**SOURCE DOCUMENT**
..............................

Last month Rankin Inlet Mayor Harry Towtongie criticized the territorial government for its plans to award the contract to run the community group home to Shift, a Nova Scotia company.

Just a few weeks after Towtongie was public with his comments, the hamlet was notified that it would be running the group home after all as Shift had unexpectedly withdrawn its application.

“We were a little bit shocked too that it had come back,” SAO Darren Flynn told Kivalliq News.

Flynn said the hamlet was preparing to transition the running of the facility over to Shift when they received the news from the Department of Community and Government Services.

“We were prepared to work with the new company in a co-operative manner,” said Flynn. “We’d been outbid on the contract so we advised them of the service we were running. About a week later I got contacted by procurement at CGS advising me that they had withdrawn their bid, so it defaulted back to the hamlet’s bid.”

“We’re currently running the operation as we always have, so instead transitioning we’re looking at continuing to run the service,” he continued.

..............................

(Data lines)
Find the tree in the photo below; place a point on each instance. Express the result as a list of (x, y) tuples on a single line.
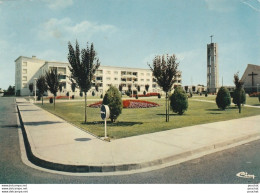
[(179, 101), (42, 86), (223, 98), (165, 71), (31, 87), (147, 87), (239, 95), (83, 65), (52, 80), (113, 99), (60, 87)]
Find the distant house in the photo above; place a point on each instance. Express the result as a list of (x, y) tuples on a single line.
[(251, 78)]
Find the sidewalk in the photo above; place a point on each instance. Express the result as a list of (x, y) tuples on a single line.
[(55, 144)]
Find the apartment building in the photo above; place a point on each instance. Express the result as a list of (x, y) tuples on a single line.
[(29, 69)]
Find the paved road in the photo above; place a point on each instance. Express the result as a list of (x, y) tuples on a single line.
[(217, 168)]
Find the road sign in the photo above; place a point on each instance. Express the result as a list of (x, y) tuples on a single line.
[(105, 113)]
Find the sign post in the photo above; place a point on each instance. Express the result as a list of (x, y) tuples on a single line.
[(105, 113)]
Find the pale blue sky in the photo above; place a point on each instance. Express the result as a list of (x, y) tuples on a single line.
[(131, 32)]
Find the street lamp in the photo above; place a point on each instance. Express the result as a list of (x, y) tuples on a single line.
[(35, 79)]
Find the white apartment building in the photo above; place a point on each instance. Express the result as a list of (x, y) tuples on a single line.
[(28, 69)]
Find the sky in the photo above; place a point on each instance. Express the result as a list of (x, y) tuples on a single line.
[(131, 33)]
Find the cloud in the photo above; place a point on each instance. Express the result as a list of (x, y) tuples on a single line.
[(221, 5), (254, 4), (65, 29), (58, 4)]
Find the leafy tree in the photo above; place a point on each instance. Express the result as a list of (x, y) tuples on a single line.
[(31, 87), (83, 65), (223, 98), (165, 71), (113, 99), (52, 80), (147, 87), (179, 101), (42, 86), (239, 95)]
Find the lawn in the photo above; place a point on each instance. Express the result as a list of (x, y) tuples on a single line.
[(140, 121), (249, 100)]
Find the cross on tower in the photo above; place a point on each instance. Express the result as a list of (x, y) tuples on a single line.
[(252, 74)]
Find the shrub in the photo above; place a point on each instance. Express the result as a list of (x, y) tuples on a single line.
[(179, 101), (113, 100), (223, 98), (236, 95)]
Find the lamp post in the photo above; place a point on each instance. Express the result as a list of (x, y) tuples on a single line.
[(35, 79)]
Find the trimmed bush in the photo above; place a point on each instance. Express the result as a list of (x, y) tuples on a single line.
[(113, 99), (236, 95), (179, 101), (223, 98)]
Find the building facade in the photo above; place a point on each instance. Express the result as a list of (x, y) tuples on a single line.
[(212, 68), (29, 69)]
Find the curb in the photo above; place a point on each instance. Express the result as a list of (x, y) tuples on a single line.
[(127, 167)]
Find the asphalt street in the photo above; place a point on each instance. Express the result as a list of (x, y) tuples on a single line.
[(217, 168)]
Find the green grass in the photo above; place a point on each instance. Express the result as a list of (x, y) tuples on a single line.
[(140, 121), (249, 100)]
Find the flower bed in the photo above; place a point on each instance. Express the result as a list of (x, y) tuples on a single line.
[(130, 104)]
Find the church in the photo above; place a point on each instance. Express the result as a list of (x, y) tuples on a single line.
[(251, 78)]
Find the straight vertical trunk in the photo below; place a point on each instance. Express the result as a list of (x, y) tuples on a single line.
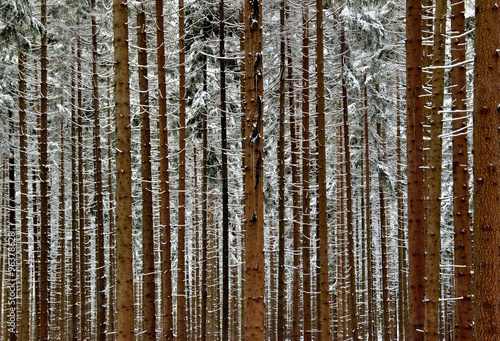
[(387, 312), (12, 242), (44, 222), (81, 199), (124, 274), (74, 214), (62, 243), (433, 237), (295, 204), (99, 218), (242, 318), (351, 257), (204, 199), (225, 194), (281, 185), (112, 233), (166, 280), (461, 216), (486, 172), (23, 177), (148, 260), (306, 180), (402, 288), (371, 328), (254, 173), (181, 244), (322, 207), (414, 140)]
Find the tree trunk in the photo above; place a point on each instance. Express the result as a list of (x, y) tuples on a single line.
[(204, 199), (295, 204), (99, 218), (486, 176), (181, 244), (23, 177), (371, 328), (74, 213), (225, 194), (148, 260), (62, 243), (81, 198), (388, 314), (44, 222), (166, 280), (351, 256), (416, 237), (112, 233), (403, 288), (124, 274), (306, 179), (322, 207), (433, 237), (281, 186), (461, 216), (254, 173), (12, 242)]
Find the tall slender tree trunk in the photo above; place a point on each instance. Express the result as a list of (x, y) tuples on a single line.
[(254, 172), (433, 237), (322, 207), (306, 179), (12, 241), (370, 317), (124, 273), (24, 331), (204, 199), (148, 259), (242, 302), (99, 216), (225, 194), (351, 257), (81, 197), (112, 232), (295, 203), (281, 185), (166, 280), (74, 213), (62, 243), (486, 172), (461, 216), (44, 223), (402, 288), (181, 244), (416, 237), (387, 312)]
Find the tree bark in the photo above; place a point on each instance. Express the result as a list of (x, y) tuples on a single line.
[(433, 237), (99, 218), (225, 194), (306, 179), (124, 274), (486, 172), (461, 217), (281, 185), (416, 237), (166, 280), (254, 172), (322, 207), (351, 256), (23, 177), (181, 244), (148, 266)]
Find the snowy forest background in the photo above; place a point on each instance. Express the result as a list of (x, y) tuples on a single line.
[(364, 51)]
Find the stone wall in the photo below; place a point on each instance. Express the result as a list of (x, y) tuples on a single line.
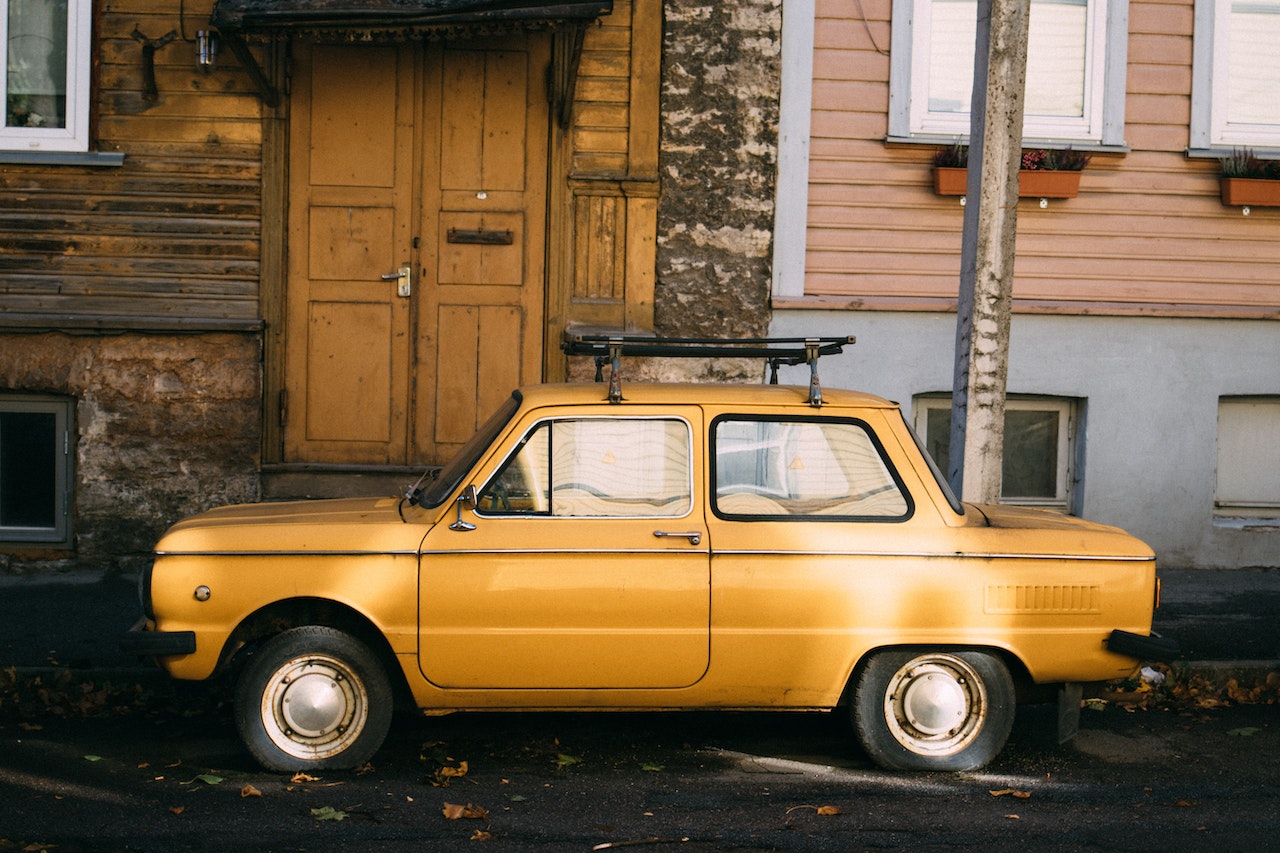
[(165, 425), (721, 82)]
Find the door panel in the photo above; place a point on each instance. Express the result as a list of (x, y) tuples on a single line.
[(347, 352), (432, 158), (484, 199), (588, 564)]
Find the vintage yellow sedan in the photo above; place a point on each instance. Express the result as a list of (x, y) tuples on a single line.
[(673, 547)]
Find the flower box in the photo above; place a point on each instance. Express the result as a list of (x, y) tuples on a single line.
[(1032, 183), (1255, 192)]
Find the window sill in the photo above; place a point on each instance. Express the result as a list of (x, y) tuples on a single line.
[(1028, 142), (100, 159), (1238, 520)]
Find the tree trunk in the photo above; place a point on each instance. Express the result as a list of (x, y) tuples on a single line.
[(987, 254)]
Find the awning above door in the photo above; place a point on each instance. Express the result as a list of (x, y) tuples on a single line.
[(270, 17), (238, 21)]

..............................

**WORK TO DO**
1. Convert the entries, from the first one through the line containing "[(55, 144)]", into a two-column CSV with the header label_request and points. Each request goes in its own row, with its text and its answer in separate quoted fields, line breaks replaced by spaces, and the pictures omitted.
2. Carry on the news story about the Rankin Inlet group home contract from its last sentence.

**ANSWERS**
1.
label_request,points
"Find the tree in the photo below; place a point on each instance. Express the result as a list of (x, y) tuples on a single line.","[(179, 101), (42, 86), (223, 98), (165, 71), (31, 87), (147, 87), (239, 95), (83, 65), (52, 80), (113, 99), (60, 87)]"
"Find the distant house in the photo above; place a point on each instance. Express the result as a list of (x, y) tuples on a single line.","[(251, 78)]"
"Find the sidewalk in the photo above; place a point on each instance. Express the result as a list of (x, y) tuples on a single line.","[(55, 144)]"

2.
Rankin’s municipal government has been running the Rankin Inlet Adult Group Home on behalf of the Department of Family Services for the last six years.

The hamlet will now retain the $2.4 million contract for another three years, with the potential for three consecutive one-year extensions based on performance reviews conducted by the territorial government.

“That’s what it costs us to run the operation. We’re doing this a service to the community, we’re not profit driven,” Flynn said. Although it came as a surprise, Flynn said the hamlet is excited that the decision ended up going in its favour.

“It means employment will be maximize for the people of Rankin Inlet,” he said. “It’s good news, most importantly for the clients that occupy the building, who will have a continued level of service that they’ve had for the past six years.”